Challenge: Beginning with the line that holds "Target: building facade" and ending with the last line below, repeat each line exactly, leaving any pictures out.

Position identification records:
%%

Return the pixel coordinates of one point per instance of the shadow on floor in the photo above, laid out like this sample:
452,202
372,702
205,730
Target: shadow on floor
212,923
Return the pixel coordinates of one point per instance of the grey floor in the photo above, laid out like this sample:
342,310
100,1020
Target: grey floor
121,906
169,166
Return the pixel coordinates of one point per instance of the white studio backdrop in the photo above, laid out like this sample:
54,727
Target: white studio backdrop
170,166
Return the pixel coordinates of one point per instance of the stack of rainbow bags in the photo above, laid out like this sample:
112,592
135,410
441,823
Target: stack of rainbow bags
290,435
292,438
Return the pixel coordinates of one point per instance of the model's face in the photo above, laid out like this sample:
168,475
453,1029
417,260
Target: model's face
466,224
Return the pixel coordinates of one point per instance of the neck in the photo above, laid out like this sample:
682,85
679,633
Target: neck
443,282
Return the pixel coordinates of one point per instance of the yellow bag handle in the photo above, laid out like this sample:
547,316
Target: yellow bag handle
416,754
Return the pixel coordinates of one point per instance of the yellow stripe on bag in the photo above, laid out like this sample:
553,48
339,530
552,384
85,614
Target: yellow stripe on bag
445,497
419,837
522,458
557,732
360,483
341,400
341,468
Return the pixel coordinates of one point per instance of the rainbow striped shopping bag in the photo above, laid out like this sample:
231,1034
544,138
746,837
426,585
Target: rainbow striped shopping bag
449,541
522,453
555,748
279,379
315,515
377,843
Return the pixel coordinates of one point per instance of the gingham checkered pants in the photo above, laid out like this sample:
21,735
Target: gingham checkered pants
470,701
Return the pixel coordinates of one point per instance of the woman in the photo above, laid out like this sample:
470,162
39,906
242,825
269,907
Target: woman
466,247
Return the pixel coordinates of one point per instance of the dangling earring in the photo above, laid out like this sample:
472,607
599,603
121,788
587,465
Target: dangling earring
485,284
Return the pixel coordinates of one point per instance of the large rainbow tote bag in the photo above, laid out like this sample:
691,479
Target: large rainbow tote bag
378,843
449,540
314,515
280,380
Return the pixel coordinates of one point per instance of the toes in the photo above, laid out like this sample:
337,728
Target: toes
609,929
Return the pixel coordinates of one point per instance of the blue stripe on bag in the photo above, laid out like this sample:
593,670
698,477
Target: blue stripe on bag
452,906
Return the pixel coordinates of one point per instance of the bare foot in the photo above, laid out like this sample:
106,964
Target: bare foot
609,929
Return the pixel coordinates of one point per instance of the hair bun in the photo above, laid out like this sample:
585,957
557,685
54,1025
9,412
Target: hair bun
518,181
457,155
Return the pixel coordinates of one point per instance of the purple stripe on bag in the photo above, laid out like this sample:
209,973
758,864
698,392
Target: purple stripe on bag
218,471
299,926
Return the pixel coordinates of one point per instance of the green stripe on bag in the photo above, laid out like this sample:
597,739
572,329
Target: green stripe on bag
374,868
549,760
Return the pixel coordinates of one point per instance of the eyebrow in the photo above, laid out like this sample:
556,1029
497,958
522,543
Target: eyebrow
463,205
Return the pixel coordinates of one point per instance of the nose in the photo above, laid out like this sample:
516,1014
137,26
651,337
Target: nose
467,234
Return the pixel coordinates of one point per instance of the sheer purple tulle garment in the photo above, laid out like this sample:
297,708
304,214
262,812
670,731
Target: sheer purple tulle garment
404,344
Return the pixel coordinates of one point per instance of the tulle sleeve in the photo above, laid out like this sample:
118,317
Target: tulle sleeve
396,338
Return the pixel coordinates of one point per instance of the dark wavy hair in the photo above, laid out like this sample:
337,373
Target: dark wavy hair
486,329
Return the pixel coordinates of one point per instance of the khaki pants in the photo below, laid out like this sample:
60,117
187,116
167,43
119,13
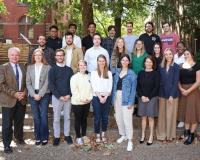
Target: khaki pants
124,117
166,129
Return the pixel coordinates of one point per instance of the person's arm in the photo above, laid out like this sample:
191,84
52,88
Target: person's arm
44,88
51,83
29,82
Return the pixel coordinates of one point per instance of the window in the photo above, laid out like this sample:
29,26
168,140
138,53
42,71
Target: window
26,27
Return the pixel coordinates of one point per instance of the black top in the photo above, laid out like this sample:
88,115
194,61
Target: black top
54,43
87,42
59,80
148,84
188,76
119,83
149,41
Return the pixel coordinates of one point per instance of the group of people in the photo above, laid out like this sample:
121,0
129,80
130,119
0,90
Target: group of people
155,74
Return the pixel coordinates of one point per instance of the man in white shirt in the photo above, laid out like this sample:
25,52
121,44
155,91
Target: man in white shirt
92,53
73,54
76,39
129,38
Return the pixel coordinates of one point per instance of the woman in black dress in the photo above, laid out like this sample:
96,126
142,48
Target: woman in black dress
147,89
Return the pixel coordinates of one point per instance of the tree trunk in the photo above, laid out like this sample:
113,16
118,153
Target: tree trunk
87,14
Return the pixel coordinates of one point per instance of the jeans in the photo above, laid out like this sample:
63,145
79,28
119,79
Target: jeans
101,112
40,116
80,113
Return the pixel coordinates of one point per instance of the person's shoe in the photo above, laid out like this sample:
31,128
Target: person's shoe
121,139
130,146
56,141
45,142
79,141
68,139
190,139
180,124
8,150
37,143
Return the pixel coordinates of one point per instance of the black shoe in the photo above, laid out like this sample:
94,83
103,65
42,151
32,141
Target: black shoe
148,143
190,139
45,142
56,141
37,143
8,150
68,139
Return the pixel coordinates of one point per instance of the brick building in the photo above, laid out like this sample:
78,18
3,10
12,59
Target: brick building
17,22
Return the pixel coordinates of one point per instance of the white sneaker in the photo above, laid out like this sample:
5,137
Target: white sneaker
79,141
130,146
180,124
121,139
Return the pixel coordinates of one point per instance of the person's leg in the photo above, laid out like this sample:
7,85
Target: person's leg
7,118
77,114
151,128
19,115
36,118
144,122
44,129
161,127
86,108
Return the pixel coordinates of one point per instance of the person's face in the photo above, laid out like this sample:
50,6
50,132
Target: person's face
13,57
59,57
156,49
129,28
92,28
54,32
148,28
180,48
97,40
166,27
188,55
69,40
82,67
125,62
101,62
72,29
148,64
139,45
112,32
169,56
120,43
38,57
41,41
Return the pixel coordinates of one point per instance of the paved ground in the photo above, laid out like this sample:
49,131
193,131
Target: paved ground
112,151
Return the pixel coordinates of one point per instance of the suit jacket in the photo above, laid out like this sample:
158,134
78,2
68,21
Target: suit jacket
43,83
77,54
8,85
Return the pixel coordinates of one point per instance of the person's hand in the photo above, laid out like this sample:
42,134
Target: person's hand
171,99
37,97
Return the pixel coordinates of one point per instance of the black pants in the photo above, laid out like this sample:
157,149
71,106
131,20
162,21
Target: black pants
80,113
9,115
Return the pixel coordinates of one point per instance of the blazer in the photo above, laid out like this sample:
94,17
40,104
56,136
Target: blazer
30,80
169,81
129,84
77,55
8,85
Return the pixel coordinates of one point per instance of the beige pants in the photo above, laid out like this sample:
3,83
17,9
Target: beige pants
124,117
166,129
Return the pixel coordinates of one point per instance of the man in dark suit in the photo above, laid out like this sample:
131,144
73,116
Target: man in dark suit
13,98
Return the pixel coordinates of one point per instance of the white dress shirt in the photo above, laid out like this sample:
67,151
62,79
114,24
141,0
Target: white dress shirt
91,57
20,74
38,68
76,41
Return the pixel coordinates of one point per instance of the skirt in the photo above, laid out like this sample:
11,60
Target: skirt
149,109
189,106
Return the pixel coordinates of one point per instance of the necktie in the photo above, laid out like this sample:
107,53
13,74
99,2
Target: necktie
17,76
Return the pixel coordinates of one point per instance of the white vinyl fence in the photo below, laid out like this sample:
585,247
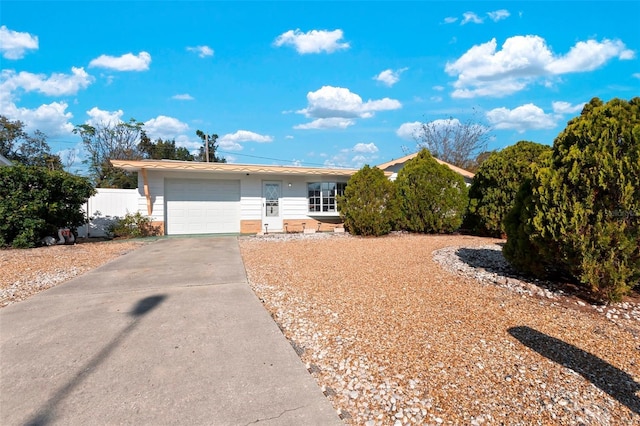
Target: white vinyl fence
104,208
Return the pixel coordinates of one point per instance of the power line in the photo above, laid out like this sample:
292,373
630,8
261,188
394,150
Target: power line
274,159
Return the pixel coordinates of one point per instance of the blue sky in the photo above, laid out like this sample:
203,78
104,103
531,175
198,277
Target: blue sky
337,84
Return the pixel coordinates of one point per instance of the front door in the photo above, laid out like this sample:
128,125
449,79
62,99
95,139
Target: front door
271,212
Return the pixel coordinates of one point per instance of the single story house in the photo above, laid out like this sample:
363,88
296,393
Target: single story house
4,161
186,197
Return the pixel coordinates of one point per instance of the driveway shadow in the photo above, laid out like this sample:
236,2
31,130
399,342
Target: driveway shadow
611,380
47,413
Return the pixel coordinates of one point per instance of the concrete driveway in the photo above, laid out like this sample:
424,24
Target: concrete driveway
168,334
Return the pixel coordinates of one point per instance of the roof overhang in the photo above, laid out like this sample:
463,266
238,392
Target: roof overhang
196,166
465,173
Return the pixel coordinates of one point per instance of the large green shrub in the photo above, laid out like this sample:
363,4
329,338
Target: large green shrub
495,185
431,196
368,206
581,214
35,202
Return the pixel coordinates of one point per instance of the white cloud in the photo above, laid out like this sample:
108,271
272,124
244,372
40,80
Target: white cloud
314,41
99,117
126,62
470,17
231,141
365,148
485,71
51,119
390,77
338,107
14,44
183,97
355,157
561,107
522,118
164,127
55,85
589,55
499,15
202,51
326,123
409,130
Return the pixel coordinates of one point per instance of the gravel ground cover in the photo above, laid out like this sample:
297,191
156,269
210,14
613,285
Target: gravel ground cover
27,272
411,329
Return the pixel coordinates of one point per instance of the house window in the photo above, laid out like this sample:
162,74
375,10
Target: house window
322,196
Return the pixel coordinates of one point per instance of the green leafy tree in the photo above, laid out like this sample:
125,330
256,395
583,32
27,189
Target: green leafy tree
496,184
30,150
35,202
581,214
163,149
209,154
432,197
368,205
109,141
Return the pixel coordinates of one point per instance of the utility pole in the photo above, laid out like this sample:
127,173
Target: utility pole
206,147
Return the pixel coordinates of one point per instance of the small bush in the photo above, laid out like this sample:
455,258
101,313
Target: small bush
368,206
133,225
35,202
496,184
431,196
581,214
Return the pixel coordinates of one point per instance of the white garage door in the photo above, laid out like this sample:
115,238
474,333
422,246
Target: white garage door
202,206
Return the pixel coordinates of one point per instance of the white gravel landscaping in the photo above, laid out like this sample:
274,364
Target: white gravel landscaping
401,330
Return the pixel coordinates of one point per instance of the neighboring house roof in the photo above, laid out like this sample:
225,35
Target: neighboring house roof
400,161
4,161
196,166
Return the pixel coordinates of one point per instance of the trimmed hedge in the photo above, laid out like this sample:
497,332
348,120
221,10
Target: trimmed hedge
496,184
579,215
368,205
432,197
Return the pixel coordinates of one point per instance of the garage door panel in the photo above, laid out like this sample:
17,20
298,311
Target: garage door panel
202,206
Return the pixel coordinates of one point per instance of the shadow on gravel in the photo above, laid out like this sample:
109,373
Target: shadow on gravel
609,379
494,262
46,414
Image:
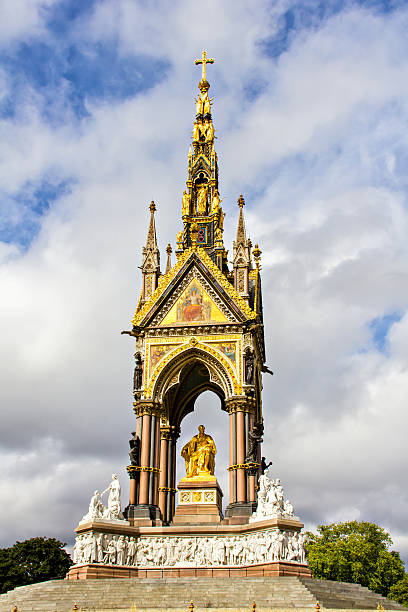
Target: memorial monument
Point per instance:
(198, 326)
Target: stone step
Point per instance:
(167, 593)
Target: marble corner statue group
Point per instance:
(198, 326)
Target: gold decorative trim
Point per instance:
(164, 279)
(141, 468)
(222, 279)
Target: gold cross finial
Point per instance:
(204, 61)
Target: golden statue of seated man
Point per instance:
(199, 455)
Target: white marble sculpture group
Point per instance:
(238, 550)
(96, 508)
(271, 502)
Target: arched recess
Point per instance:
(183, 367)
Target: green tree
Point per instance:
(354, 552)
(33, 560)
(399, 591)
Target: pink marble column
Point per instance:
(145, 459)
(241, 477)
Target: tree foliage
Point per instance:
(355, 552)
(33, 560)
(399, 591)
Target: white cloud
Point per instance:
(318, 153)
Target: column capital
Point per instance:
(169, 432)
(240, 404)
(150, 407)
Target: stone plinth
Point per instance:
(200, 502)
(271, 547)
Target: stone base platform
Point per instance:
(98, 571)
(271, 547)
(269, 593)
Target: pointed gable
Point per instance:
(194, 307)
(193, 292)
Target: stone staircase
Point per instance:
(161, 593)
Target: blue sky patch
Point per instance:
(22, 214)
(309, 14)
(65, 77)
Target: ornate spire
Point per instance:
(150, 258)
(201, 200)
(169, 251)
(241, 234)
(241, 254)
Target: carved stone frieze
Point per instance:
(259, 547)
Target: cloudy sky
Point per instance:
(311, 112)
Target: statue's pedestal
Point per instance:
(200, 502)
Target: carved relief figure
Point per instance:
(215, 203)
(96, 508)
(255, 438)
(186, 203)
(196, 132)
(228, 348)
(209, 131)
(199, 455)
(192, 306)
(157, 352)
(138, 373)
(202, 200)
(113, 510)
(153, 551)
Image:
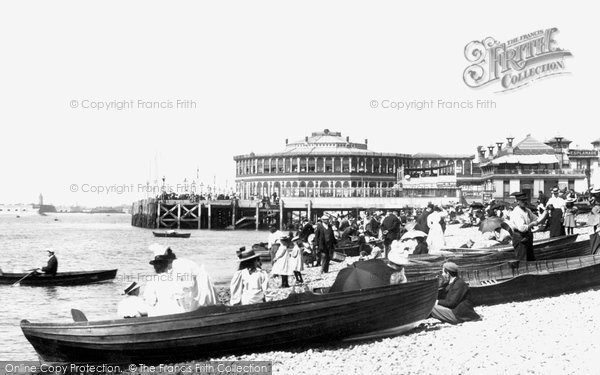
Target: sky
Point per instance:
(248, 75)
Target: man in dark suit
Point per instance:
(324, 242)
(422, 219)
(52, 265)
(454, 298)
(390, 226)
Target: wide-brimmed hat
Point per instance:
(397, 256)
(247, 255)
(450, 266)
(131, 287)
(520, 196)
(160, 259)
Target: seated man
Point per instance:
(132, 306)
(454, 298)
(52, 265)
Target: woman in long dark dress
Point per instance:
(556, 222)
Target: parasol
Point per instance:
(362, 275)
(412, 234)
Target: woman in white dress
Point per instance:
(297, 259)
(249, 283)
(281, 262)
(435, 237)
(162, 293)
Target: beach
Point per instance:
(556, 335)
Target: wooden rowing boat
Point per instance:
(301, 319)
(561, 240)
(530, 280)
(425, 265)
(172, 234)
(61, 278)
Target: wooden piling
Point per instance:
(280, 214)
(257, 215)
(233, 214)
(209, 215)
(158, 215)
(199, 216)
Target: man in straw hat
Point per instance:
(132, 306)
(324, 242)
(454, 298)
(189, 285)
(522, 220)
(52, 265)
(249, 283)
(556, 209)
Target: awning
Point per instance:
(526, 159)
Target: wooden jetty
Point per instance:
(237, 214)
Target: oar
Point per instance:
(78, 315)
(24, 277)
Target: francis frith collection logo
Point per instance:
(515, 63)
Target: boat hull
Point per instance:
(61, 278)
(172, 235)
(301, 319)
(535, 280)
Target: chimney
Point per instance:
(480, 153)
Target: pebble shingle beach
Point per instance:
(557, 335)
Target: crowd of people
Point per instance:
(181, 285)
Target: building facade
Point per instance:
(530, 166)
(326, 164)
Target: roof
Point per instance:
(563, 140)
(526, 159)
(530, 146)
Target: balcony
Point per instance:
(501, 172)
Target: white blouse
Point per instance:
(248, 288)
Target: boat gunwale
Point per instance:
(378, 292)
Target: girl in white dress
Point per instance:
(281, 262)
(435, 237)
(249, 283)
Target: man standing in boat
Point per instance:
(522, 220)
(52, 265)
(132, 306)
(324, 242)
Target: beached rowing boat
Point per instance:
(425, 265)
(171, 234)
(301, 319)
(61, 278)
(530, 280)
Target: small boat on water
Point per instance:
(536, 244)
(171, 234)
(61, 278)
(300, 319)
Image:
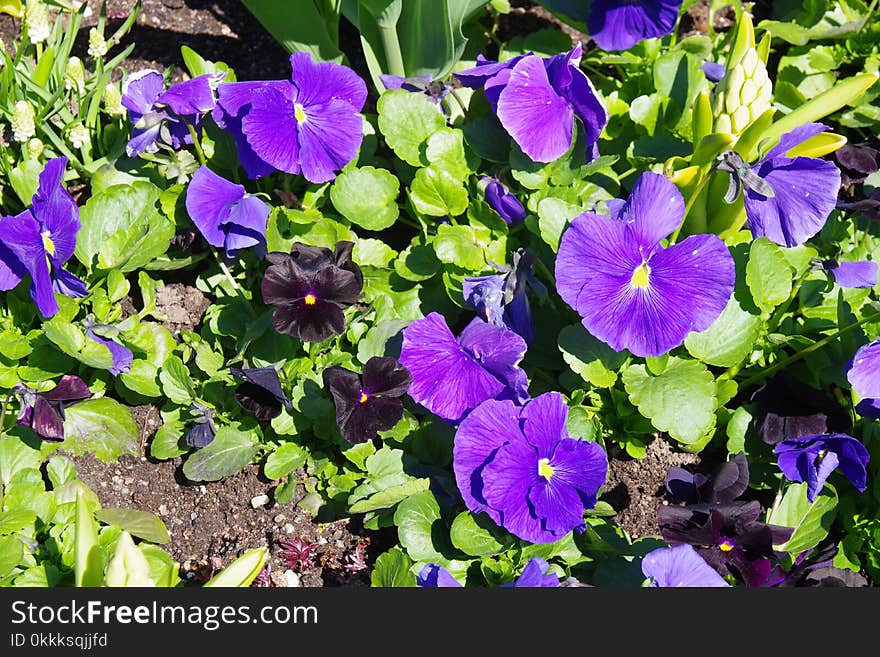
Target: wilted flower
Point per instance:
(40, 240)
(22, 121)
(615, 25)
(630, 291)
(43, 412)
(310, 125)
(226, 216)
(536, 100)
(261, 392)
(680, 566)
(520, 466)
(370, 402)
(452, 376)
(812, 459)
(310, 288)
(162, 117)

%%

Exercise answer:
Target: building facade
Point per instance:
(530, 166)
(326, 164)
Target: roof
Point per instance:
(563, 140)
(526, 159)
(530, 146)
Target: balcony
Point per instance:
(501, 172)
Target: white blouse
Point per instance:
(248, 288)
Target: boat gunwale
Point per instance:
(378, 292)
Target: girl in white dress
Point per instance:
(281, 262)
(435, 237)
(249, 283)
Target: man standing in boat
Point per instance:
(522, 220)
(52, 265)
(132, 306)
(324, 242)
Target: beached rowing boat
Point per instance:
(425, 265)
(171, 234)
(301, 319)
(61, 278)
(530, 280)
Target: small boat on water
Point per instance:
(536, 244)
(171, 234)
(61, 278)
(300, 319)
Image:
Target: wilted flower
Point per instance:
(40, 240)
(22, 121)
(615, 25)
(630, 291)
(43, 412)
(310, 125)
(226, 216)
(536, 100)
(261, 392)
(680, 566)
(520, 466)
(370, 402)
(452, 376)
(812, 459)
(310, 288)
(162, 117)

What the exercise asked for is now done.